**EXERCISE:** Rewrite the rows below, swapping each "place a marker" for "put a dot" and leaving everything else the same.

**ENTRIES PROVIDED:**
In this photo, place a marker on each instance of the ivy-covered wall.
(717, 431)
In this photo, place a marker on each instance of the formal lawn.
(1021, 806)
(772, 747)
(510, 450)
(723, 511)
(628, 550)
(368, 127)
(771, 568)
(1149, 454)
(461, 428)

**TASK RESULT:**
In this photo, put a dot on each instance of the ivy-covered wall.
(717, 431)
In this photo, put a dot on each instance of the formal lawn.
(1021, 806)
(772, 747)
(510, 450)
(723, 511)
(628, 550)
(368, 127)
(771, 568)
(1149, 454)
(461, 428)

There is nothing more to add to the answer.